Set task:
Below is a listing; write it out exactly and drop any images from it.

▶

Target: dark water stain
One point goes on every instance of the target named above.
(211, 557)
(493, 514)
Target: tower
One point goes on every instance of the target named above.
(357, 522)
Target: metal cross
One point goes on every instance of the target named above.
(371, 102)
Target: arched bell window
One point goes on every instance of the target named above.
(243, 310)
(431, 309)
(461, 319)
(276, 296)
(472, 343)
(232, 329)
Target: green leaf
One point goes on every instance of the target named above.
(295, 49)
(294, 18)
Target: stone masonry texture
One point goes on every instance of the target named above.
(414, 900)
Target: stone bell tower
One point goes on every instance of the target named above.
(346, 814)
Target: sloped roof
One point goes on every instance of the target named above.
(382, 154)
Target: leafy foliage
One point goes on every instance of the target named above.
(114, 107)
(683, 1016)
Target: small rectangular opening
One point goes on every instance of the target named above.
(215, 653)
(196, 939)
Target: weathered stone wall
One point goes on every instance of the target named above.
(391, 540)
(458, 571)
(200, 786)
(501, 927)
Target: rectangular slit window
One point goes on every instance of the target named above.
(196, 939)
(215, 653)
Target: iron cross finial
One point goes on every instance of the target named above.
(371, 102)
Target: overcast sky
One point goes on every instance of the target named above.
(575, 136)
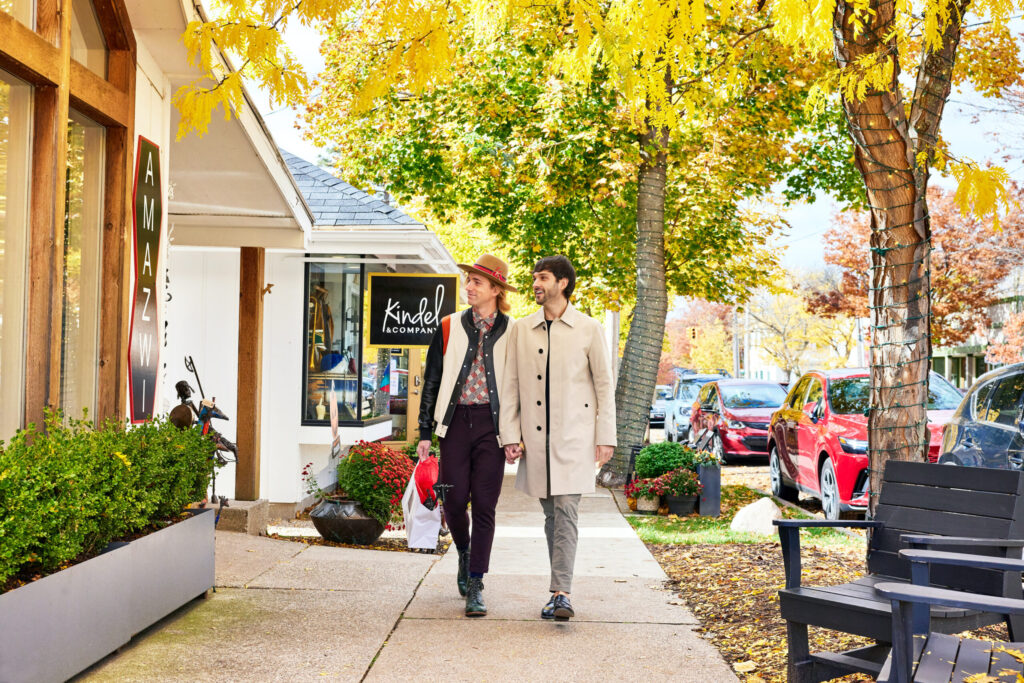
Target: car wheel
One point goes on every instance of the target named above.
(718, 449)
(778, 487)
(829, 491)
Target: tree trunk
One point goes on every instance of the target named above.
(638, 374)
(887, 144)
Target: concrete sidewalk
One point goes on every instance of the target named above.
(290, 612)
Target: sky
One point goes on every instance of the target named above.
(803, 244)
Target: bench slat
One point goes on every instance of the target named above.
(972, 659)
(1005, 667)
(1001, 506)
(974, 478)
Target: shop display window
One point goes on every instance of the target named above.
(15, 155)
(23, 10)
(83, 242)
(333, 348)
(88, 47)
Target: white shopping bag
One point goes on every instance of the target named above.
(422, 525)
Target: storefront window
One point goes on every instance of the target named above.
(83, 236)
(15, 110)
(23, 10)
(334, 301)
(88, 47)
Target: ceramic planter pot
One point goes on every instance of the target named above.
(648, 506)
(681, 505)
(345, 521)
(711, 494)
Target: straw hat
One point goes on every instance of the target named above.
(493, 268)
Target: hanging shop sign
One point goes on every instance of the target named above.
(143, 345)
(406, 308)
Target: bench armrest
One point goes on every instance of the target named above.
(812, 523)
(963, 559)
(941, 596)
(788, 538)
(932, 540)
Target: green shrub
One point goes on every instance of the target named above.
(72, 489)
(375, 476)
(657, 459)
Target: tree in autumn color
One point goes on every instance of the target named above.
(1011, 347)
(667, 60)
(969, 259)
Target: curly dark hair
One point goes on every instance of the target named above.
(561, 268)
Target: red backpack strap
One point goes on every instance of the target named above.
(445, 331)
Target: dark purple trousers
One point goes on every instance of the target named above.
(473, 463)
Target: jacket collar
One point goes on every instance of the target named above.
(569, 317)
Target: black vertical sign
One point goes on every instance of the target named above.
(143, 345)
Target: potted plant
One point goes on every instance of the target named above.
(647, 494)
(681, 489)
(371, 481)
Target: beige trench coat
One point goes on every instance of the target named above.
(583, 404)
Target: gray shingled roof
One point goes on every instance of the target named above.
(334, 202)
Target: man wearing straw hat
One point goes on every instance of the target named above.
(465, 366)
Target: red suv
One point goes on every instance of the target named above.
(818, 439)
(730, 417)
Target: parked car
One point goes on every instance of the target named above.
(730, 417)
(663, 393)
(817, 440)
(987, 429)
(677, 420)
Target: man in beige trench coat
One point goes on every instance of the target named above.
(558, 401)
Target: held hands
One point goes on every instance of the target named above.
(513, 452)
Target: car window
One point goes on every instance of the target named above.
(941, 394)
(687, 391)
(981, 400)
(849, 395)
(1006, 398)
(797, 396)
(753, 395)
(814, 394)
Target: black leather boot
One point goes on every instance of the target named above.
(463, 578)
(474, 598)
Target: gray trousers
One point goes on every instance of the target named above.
(560, 516)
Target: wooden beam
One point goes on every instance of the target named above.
(250, 372)
(27, 54)
(97, 98)
(49, 152)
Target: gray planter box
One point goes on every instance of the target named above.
(58, 626)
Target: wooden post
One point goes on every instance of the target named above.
(45, 313)
(250, 371)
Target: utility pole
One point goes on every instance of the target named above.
(735, 342)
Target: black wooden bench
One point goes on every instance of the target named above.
(924, 656)
(921, 506)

◀

Complete answer:
Target: dark water stain
One point goes on every instance of the target named above.
(211, 557)
(493, 514)
Target: tower
One point goes on every instance of the target named above.
(357, 522)
Target: metal cross
One point goes on every instance of the target named above.
(371, 102)
Target: arched bell window
One point goes on every instance of the target named above.
(243, 310)
(431, 309)
(461, 319)
(276, 296)
(472, 343)
(232, 329)
Target: green leaf
One point goes on every instance of the target named above.
(295, 49)
(294, 18)
Target: stone masonry texture
One point goes on every instance of the target named above.
(414, 900)
Target: stone bell tower
One point goes on every instance of the target named above.
(346, 814)
Target: sloped roof
One point goes on every instance of the target named above.
(382, 154)
Target: leafy foliage
One point goes on every instance of the target named above.
(114, 107)
(683, 1016)
Target: small rectangular opening
One point goes on every instance of the target named above.
(215, 653)
(196, 939)
Target: weathered stone wall
One point goes on every instance of the target named above.
(391, 540)
(458, 571)
(200, 786)
(501, 927)
Target: rectangular slit window
One point goes on every instance of the target named above.
(196, 939)
(215, 653)
Target: iron cross finial
One point goes on every instance of the target named above.
(371, 102)
Target: overcast sky
One point goes on every instance of the target named above.
(575, 136)
Target: car wheel
One point goes on every instance of the target named above.
(718, 449)
(778, 487)
(829, 491)
Target: tree trunk
One point goes on every instance of the target named above.
(638, 374)
(887, 144)
Target: concrete sidewalk
One point goes on every instance of the target named above.
(290, 612)
Target: sky
One point goes on every instance of the target named above.
(803, 244)
Target: bench slat
One point goes on every instance of the target named above.
(972, 659)
(1005, 667)
(1001, 506)
(974, 478)
Target: shop display window
One point goes on every instance of the target named above.
(15, 155)
(23, 10)
(83, 242)
(333, 348)
(88, 47)
Target: white shopping bag
One point goes on every instance of the target named above.
(422, 525)
Target: storefront window
One point goes on every instance of the target named above.
(83, 236)
(15, 110)
(23, 10)
(334, 301)
(88, 47)
Target: ceramic planter pot
One point goes on every instance of the target named above.
(648, 506)
(681, 505)
(345, 521)
(711, 494)
Target: straw hat
One point goes on every instance of the target named above.
(493, 268)
Target: hanging shop sign
One point goes on every instance of the target named above.
(143, 345)
(406, 308)
Target: bench armrest
One point goes on every instance of the target named above.
(812, 523)
(963, 559)
(941, 596)
(788, 538)
(932, 540)
Target: green shrub
One point goes on every instance of the target named above.
(72, 489)
(375, 476)
(657, 459)
Target: tree in autumn color
One point goes on every instance of the target named above.
(1011, 347)
(667, 60)
(969, 259)
Target: curly dark hair
One point goes on every instance of the target named above.
(561, 268)
Target: red backpack strap
One point goes on every instance of the target named above.
(445, 331)
Target: dark purple trousers
One point goes on every instance of the target named above.
(473, 463)
Target: jacket collar
One point goes on every instance of the target named above.
(569, 317)
Target: black vertical sign
One point goes on every instance of the target named above.
(143, 345)
Target: potted plant
One point goes on every instance of the target named above.
(647, 494)
(681, 489)
(371, 481)
Target: beige trench coat
One point goes on every instance of the target named above.
(583, 404)
Target: gray shingled roof
One point goes on every instance of the target named above.
(334, 202)
Target: man wearing straw hat
One point goes on every instance of the target named above.
(465, 366)
Target: red suv
One point goes on every instance of the target named above.
(818, 439)
(730, 417)
Target: parked car
One point goes on every instance of the target named above.
(730, 417)
(663, 393)
(817, 440)
(987, 429)
(677, 420)
Target: man in beige trench coat
One point goes on every instance of the target named above.
(558, 401)
Target: held hands
One point goes on every instance of the target named above.
(513, 452)
Target: car window
One point goes on every instance of the target named above.
(941, 394)
(687, 391)
(981, 400)
(849, 395)
(1006, 398)
(797, 396)
(753, 395)
(814, 394)
Target: black leather boot
One point goes on every instance of the target named above.
(463, 578)
(474, 598)
Target: gray trousers
One point goes on every instance of the target named above.
(560, 516)
Target: wooden beam
One point goes on every instance of the target named above.
(250, 372)
(27, 54)
(97, 98)
(49, 152)
Target: gray planter box
One point goes on every instance of the target named above.
(58, 626)
Target: wooden post
One point goes on every instance of the target named above.
(45, 313)
(250, 371)
Target: utility pole
One point goes on every instance of the target named above.
(735, 342)
Target: black wooden bench
One point goes on every instance of the target named above.
(924, 656)
(921, 506)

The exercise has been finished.